Text extract —
===

A small city with one main street is not conducive to commercial development that is dependent on a customer base much larger than resident population to be successful. The result is traffic that makes it seem as though the town’s population has doubled.

In 1998 during the contentious deliberations over the La Cañada Properties/Sport Chalet development, some of us persistently pointed out that we lacked the street grid essential for reasonable traffic flow that comes with large-scale commercial development. The council majority, of whom Dave Spence was a member, simply ignored us.

When the Town Center was finally approved, the council compounded the problem by acceding to the developer’s request to trade the public square, called for in the Specific Plan, for a “park” due to his need to accommodate a prospective tenant who never appeared.

What was revealed when the request was made was the “park” was to be used as a sump basin for rainwater runoff that would allow the development to meet state-mandated runoff standards. Thus the nearly new continuation of Beulah into the development was removed and a new entrance to the development, Sport Chalet Drive, was added — along with another stoplight. That decision baked congestion into the cake.

Not to be deterred by traffic flow, two years ago the council again overrode the Specific Plan and allowed a market to be located in the old Sport Chalet building. Who knew a town of 20,000 souls needed four markets within a half-mile of each other, with another two within a mile and a half.

Traffic studies that stop development are as rare as unicorns. What was lacking in 1998 was common sense, and what George Bush the first called the “vision thing.” A dozen or more cars in each lane stopped at every light is now common and a testament to poor governance.

===

Dataset —
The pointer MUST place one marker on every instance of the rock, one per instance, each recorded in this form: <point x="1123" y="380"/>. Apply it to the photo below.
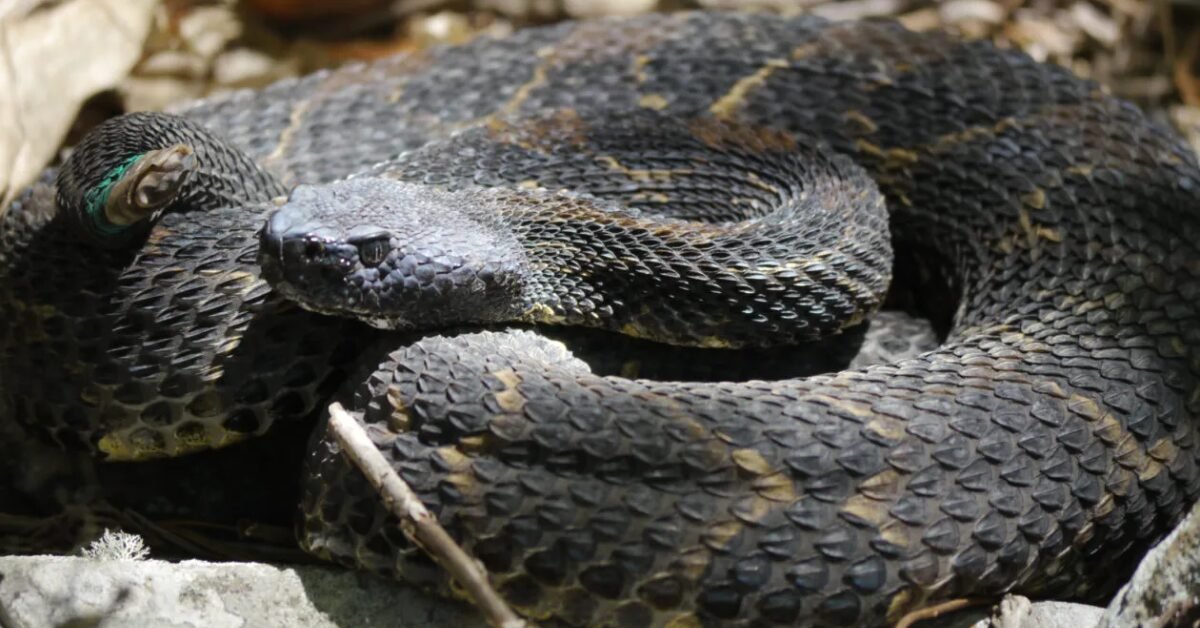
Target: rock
<point x="1165" y="588"/>
<point x="72" y="591"/>
<point x="1017" y="611"/>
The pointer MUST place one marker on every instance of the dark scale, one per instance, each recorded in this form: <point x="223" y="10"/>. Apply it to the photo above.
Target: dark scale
<point x="712" y="181"/>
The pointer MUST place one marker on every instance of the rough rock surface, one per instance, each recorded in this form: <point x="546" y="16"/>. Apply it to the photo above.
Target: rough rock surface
<point x="39" y="591"/>
<point x="1165" y="588"/>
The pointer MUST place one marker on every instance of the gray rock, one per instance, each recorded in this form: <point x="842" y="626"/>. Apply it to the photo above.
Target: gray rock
<point x="1017" y="611"/>
<point x="41" y="591"/>
<point x="1165" y="588"/>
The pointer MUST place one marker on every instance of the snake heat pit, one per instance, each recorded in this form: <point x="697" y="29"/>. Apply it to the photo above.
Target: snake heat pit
<point x="709" y="180"/>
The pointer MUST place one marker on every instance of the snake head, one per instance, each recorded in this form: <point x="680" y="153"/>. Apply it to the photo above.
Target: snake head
<point x="393" y="255"/>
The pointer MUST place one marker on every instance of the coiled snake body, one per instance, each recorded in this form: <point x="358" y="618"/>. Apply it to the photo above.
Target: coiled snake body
<point x="1050" y="434"/>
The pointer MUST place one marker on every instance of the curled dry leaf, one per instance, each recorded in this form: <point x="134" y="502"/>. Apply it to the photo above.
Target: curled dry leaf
<point x="54" y="59"/>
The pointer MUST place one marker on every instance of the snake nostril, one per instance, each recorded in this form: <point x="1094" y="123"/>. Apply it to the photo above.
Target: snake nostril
<point x="372" y="249"/>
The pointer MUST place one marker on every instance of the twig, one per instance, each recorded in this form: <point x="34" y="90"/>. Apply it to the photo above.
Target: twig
<point x="936" y="610"/>
<point x="417" y="522"/>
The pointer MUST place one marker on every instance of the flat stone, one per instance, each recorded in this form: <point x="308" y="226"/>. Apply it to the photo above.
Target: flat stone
<point x="75" y="591"/>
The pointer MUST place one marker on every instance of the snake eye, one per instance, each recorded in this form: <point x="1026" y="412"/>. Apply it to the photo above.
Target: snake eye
<point x="372" y="249"/>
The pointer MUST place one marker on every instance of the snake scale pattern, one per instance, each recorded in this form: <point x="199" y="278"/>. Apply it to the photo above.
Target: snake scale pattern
<point x="1050" y="436"/>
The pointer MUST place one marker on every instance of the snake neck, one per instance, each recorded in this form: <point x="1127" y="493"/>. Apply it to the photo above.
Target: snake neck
<point x="132" y="168"/>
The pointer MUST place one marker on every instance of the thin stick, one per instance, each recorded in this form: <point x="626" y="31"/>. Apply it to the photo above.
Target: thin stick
<point x="936" y="610"/>
<point x="417" y="522"/>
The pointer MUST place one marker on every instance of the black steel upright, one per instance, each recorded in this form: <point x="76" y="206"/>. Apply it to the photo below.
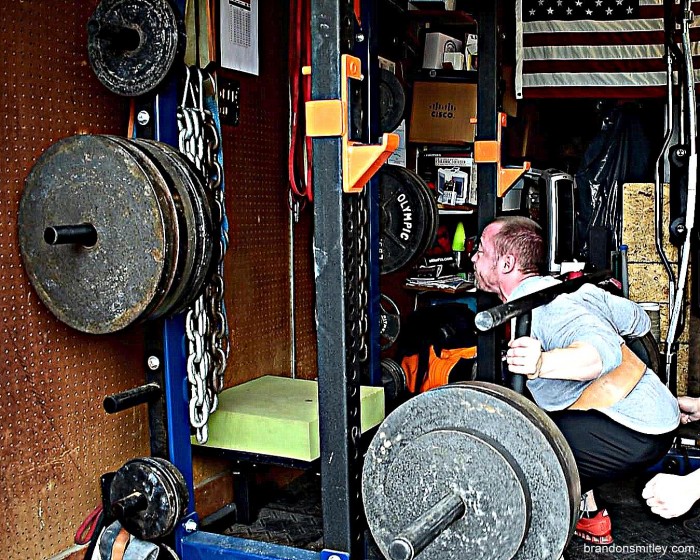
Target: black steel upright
<point x="338" y="380"/>
<point x="488" y="350"/>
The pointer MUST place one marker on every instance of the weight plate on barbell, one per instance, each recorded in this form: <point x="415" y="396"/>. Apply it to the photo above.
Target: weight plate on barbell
<point x="188" y="225"/>
<point x="148" y="495"/>
<point x="556" y="439"/>
<point x="175" y="249"/>
<point x="514" y="440"/>
<point x="207" y="248"/>
<point x="90" y="179"/>
<point x="132" y="44"/>
<point x="392" y="101"/>
<point x="405" y="219"/>
<point x="430" y="209"/>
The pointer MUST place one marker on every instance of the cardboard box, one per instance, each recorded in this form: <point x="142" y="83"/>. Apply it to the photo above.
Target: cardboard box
<point x="452" y="174"/>
<point x="441" y="112"/>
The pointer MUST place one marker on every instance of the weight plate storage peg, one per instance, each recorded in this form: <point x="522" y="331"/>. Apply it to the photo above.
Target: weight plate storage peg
<point x="148" y="496"/>
<point x="132" y="44"/>
<point x="470" y="470"/>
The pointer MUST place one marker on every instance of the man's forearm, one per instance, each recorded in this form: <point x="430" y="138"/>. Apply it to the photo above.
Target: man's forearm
<point x="579" y="362"/>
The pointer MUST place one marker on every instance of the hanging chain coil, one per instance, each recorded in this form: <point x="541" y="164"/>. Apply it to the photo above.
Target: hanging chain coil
<point x="206" y="324"/>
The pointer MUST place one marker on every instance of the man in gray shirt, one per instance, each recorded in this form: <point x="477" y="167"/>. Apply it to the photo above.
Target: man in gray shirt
<point x="616" y="415"/>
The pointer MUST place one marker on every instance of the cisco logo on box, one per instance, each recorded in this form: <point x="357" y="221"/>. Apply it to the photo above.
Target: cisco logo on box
<point x="442" y="110"/>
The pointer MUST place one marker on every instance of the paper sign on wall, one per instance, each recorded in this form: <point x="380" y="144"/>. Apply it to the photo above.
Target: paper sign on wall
<point x="238" y="32"/>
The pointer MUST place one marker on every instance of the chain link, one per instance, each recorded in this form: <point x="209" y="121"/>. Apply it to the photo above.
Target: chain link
<point x="206" y="324"/>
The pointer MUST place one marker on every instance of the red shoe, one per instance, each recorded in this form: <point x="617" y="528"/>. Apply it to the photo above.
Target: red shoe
<point x="596" y="529"/>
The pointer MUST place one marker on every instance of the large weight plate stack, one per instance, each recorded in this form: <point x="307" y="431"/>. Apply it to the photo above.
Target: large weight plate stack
<point x="408" y="218"/>
<point x="491" y="451"/>
<point x="153" y="220"/>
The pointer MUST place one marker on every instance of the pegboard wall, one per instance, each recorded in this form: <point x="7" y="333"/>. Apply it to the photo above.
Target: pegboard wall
<point x="258" y="263"/>
<point x="56" y="439"/>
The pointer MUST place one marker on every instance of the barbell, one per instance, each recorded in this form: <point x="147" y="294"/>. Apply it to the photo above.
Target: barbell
<point x="470" y="470"/>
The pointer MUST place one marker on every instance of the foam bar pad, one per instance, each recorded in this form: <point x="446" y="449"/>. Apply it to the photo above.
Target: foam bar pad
<point x="278" y="416"/>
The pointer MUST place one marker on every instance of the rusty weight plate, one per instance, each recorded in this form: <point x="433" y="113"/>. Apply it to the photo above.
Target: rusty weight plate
<point x="192" y="239"/>
<point x="173" y="219"/>
<point x="132" y="44"/>
<point x="488" y="445"/>
<point x="207" y="246"/>
<point x="91" y="179"/>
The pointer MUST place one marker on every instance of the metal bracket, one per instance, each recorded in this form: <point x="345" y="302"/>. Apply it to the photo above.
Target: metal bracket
<point x="329" y="117"/>
<point x="489" y="151"/>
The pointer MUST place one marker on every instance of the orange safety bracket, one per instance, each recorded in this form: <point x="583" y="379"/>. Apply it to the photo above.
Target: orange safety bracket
<point x="329" y="117"/>
<point x="489" y="151"/>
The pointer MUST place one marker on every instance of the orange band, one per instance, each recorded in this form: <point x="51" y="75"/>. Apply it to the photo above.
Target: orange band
<point x="120" y="544"/>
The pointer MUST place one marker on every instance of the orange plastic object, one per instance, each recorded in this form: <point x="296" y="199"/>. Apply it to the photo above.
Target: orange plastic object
<point x="489" y="151"/>
<point x="330" y="117"/>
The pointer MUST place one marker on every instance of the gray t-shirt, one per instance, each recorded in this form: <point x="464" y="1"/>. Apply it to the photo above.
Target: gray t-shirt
<point x="601" y="319"/>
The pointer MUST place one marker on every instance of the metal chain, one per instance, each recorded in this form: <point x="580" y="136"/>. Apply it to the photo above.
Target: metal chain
<point x="206" y="324"/>
<point x="356" y="287"/>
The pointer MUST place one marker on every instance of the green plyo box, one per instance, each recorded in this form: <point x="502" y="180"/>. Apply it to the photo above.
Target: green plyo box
<point x="278" y="416"/>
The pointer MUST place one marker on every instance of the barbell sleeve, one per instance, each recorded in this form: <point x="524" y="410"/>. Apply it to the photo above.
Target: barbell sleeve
<point x="426" y="528"/>
<point x="79" y="234"/>
<point x="129" y="505"/>
<point x="496" y="316"/>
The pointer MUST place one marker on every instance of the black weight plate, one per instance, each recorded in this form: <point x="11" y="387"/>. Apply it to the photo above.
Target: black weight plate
<point x="431" y="209"/>
<point x="556" y="439"/>
<point x="209" y="251"/>
<point x="463" y="407"/>
<point x="191" y="241"/>
<point x="173" y="220"/>
<point x="165" y="492"/>
<point x="392" y="101"/>
<point x="132" y="44"/>
<point x="404" y="220"/>
<point x="89" y="179"/>
<point x="393" y="380"/>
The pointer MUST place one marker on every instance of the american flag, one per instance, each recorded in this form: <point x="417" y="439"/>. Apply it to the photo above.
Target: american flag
<point x="593" y="48"/>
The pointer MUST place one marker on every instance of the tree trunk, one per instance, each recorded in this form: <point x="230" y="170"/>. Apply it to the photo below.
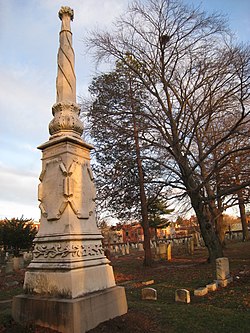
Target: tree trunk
<point x="208" y="231"/>
<point x="245" y="232"/>
<point x="210" y="237"/>
<point x="144" y="208"/>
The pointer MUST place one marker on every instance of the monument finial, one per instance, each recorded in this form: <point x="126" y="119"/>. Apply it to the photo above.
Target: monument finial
<point x="66" y="80"/>
<point x="66" y="10"/>
<point x="66" y="112"/>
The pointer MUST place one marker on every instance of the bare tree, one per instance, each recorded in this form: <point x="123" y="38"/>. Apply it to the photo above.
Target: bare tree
<point x="195" y="79"/>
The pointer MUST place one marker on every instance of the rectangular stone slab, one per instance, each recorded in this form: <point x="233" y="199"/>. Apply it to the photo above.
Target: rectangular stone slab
<point x="77" y="315"/>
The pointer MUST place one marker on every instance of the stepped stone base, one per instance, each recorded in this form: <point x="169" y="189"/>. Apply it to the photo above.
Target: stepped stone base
<point x="77" y="315"/>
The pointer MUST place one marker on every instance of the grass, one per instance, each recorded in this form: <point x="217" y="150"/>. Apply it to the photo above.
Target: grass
<point x="226" y="310"/>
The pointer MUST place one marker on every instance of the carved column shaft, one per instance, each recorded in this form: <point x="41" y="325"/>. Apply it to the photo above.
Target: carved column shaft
<point x="66" y="80"/>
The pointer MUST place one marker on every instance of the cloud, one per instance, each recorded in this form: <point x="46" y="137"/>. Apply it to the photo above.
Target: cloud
<point x="18" y="193"/>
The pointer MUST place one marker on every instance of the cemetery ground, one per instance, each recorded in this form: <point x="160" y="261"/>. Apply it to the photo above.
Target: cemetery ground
<point x="225" y="310"/>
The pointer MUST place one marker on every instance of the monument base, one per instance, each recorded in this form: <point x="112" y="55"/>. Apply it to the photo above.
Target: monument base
<point x="77" y="315"/>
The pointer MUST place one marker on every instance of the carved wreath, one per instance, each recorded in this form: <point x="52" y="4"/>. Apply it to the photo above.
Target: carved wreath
<point x="75" y="250"/>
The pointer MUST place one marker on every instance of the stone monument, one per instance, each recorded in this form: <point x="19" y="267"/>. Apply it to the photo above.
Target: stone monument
<point x="69" y="285"/>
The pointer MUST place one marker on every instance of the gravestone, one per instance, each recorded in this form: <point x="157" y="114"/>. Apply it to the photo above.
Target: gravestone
<point x="9" y="267"/>
<point x="140" y="247"/>
<point x="169" y="252"/>
<point x="149" y="294"/>
<point x="200" y="291"/>
<point x="162" y="250"/>
<point x="69" y="284"/>
<point x="182" y="295"/>
<point x="211" y="286"/>
<point x="222" y="268"/>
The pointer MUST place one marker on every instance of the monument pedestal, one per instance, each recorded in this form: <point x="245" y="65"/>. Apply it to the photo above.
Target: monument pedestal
<point x="69" y="285"/>
<point x="77" y="315"/>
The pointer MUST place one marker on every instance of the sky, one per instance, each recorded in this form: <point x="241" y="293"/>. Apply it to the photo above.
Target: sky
<point x="29" y="34"/>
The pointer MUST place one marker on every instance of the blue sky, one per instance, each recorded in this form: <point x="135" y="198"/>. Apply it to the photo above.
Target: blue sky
<point x="29" y="42"/>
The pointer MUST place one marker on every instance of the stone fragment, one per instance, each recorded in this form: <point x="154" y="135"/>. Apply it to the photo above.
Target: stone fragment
<point x="200" y="291"/>
<point x="169" y="253"/>
<point x="9" y="267"/>
<point x="162" y="250"/>
<point x="147" y="283"/>
<point x="149" y="294"/>
<point x="211" y="286"/>
<point x="182" y="295"/>
<point x="140" y="247"/>
<point x="222" y="268"/>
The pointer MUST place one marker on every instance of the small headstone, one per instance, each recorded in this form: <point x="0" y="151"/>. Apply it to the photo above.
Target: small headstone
<point x="222" y="283"/>
<point x="147" y="283"/>
<point x="222" y="268"/>
<point x="211" y="286"/>
<point x="9" y="267"/>
<point x="200" y="291"/>
<point x="191" y="246"/>
<point x="163" y="250"/>
<point x="140" y="247"/>
<point x="123" y="250"/>
<point x="182" y="295"/>
<point x="107" y="253"/>
<point x="169" y="254"/>
<point x="149" y="294"/>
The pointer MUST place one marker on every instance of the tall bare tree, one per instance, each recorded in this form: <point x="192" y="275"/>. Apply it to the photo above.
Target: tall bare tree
<point x="195" y="79"/>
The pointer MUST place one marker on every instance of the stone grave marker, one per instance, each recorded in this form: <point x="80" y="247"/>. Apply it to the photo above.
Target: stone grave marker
<point x="200" y="291"/>
<point x="182" y="295"/>
<point x="149" y="294"/>
<point x="222" y="268"/>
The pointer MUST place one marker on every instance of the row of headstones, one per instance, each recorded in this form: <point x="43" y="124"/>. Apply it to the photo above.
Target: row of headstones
<point x="183" y="295"/>
<point x="236" y="235"/>
<point x="163" y="249"/>
<point x="11" y="263"/>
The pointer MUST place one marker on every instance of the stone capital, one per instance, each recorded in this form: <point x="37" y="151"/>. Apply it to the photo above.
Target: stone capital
<point x="65" y="10"/>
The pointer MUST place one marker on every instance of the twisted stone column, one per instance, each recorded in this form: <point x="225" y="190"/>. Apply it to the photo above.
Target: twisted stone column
<point x="66" y="112"/>
<point x="66" y="80"/>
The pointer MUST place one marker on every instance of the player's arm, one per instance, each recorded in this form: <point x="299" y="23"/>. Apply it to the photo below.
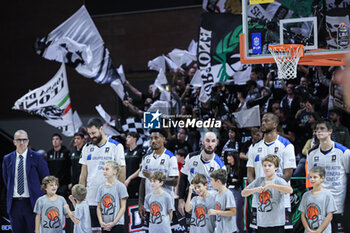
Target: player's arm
<point x="122" y="174"/>
<point x="170" y="212"/>
<point x="325" y="222"/>
<point x="133" y="89"/>
<point x="37" y="223"/>
<point x="282" y="188"/>
<point x="287" y="174"/>
<point x="249" y="191"/>
<point x="251" y="174"/>
<point x="171" y="181"/>
<point x="188" y="206"/>
<point x="133" y="176"/>
<point x="228" y="212"/>
<point x="99" y="215"/>
<point x="182" y="193"/>
<point x="304" y="221"/>
<point x="83" y="175"/>
<point x="120" y="212"/>
<point x="70" y="214"/>
<point x="142" y="211"/>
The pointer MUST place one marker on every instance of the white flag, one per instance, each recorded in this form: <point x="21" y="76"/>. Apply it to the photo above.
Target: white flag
<point x="192" y="48"/>
<point x="172" y="65"/>
<point x="161" y="106"/>
<point x="159" y="82"/>
<point x="118" y="87"/>
<point x="197" y="80"/>
<point x="52" y="102"/>
<point x="157" y="63"/>
<point x="181" y="57"/>
<point x="77" y="42"/>
<point x="104" y="115"/>
<point x="248" y="118"/>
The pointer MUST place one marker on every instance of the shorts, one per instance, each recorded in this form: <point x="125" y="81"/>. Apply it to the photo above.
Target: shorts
<point x="93" y="214"/>
<point x="116" y="229"/>
<point x="277" y="229"/>
<point x="337" y="223"/>
<point x="146" y="221"/>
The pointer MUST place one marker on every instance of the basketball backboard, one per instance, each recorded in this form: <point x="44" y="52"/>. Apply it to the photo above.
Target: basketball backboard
<point x="323" y="30"/>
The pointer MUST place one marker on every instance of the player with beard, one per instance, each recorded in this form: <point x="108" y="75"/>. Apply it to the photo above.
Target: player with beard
<point x="273" y="144"/>
<point x="335" y="159"/>
<point x="159" y="159"/>
<point x="93" y="157"/>
<point x="204" y="163"/>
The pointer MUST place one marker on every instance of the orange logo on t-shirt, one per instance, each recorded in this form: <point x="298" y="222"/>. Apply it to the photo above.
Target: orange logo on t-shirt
<point x="107" y="201"/>
<point x="155" y="209"/>
<point x="264" y="197"/>
<point x="314" y="216"/>
<point x="52" y="215"/>
<point x="200" y="212"/>
<point x="265" y="202"/>
<point x="312" y="212"/>
<point x="199" y="220"/>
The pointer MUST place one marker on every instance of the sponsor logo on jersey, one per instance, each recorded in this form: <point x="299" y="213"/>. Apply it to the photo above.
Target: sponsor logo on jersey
<point x="334" y="158"/>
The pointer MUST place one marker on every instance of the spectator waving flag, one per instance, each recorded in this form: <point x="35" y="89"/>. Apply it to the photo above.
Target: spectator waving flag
<point x="217" y="47"/>
<point x="52" y="102"/>
<point x="134" y="125"/>
<point x="77" y="42"/>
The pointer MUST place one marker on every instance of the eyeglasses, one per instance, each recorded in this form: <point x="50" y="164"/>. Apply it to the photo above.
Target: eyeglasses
<point x="321" y="129"/>
<point x="23" y="140"/>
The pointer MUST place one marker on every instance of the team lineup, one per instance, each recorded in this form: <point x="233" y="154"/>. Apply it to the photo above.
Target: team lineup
<point x="209" y="205"/>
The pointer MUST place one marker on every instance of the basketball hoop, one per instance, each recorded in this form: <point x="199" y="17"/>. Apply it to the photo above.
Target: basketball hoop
<point x="287" y="57"/>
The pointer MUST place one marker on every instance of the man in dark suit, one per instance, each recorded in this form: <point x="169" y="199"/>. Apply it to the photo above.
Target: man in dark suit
<point x="23" y="171"/>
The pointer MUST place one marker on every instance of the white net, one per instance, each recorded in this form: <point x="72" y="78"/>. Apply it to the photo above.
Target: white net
<point x="287" y="59"/>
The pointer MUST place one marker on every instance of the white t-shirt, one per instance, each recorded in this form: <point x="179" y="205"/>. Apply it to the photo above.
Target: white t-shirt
<point x="336" y="162"/>
<point x="166" y="163"/>
<point x="194" y="165"/>
<point x="281" y="147"/>
<point x="95" y="157"/>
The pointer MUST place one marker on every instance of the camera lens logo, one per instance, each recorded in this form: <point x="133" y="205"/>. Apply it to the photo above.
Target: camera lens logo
<point x="151" y="120"/>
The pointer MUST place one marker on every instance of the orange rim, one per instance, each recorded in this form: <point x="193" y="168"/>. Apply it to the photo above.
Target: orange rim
<point x="288" y="48"/>
<point x="329" y="59"/>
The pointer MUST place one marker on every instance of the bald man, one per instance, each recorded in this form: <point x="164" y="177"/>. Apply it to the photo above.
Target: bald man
<point x="23" y="171"/>
<point x="272" y="144"/>
<point x="204" y="163"/>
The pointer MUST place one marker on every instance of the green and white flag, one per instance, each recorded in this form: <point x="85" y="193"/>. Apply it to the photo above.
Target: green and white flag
<point x="52" y="102"/>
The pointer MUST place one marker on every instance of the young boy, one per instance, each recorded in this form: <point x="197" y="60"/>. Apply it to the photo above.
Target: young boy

===

Written instruction —
Decide whether each statement agrees with the opinion piece on the town's traffic, answering yes or no and quoting the words of the text that settle it. (a) The council let the developer swap the public square from the Specific Plan for a "park." (b) The prospective tenant the "park" was meant to accommodate eventually moved in. (c) Two years ago the council followed the Specific Plan when it allowed a market in the old Sport Chalet building.

Task result —
(a) Yes: "acceding to the developer’s request to trade the public square, called for in the Specific Plan, for a “park”"
(b) No: "a prospective tenant who never appeared"
(c) No: "the council again overrode the Specific Plan and allowed a market to be located in the old Sport Chalet building"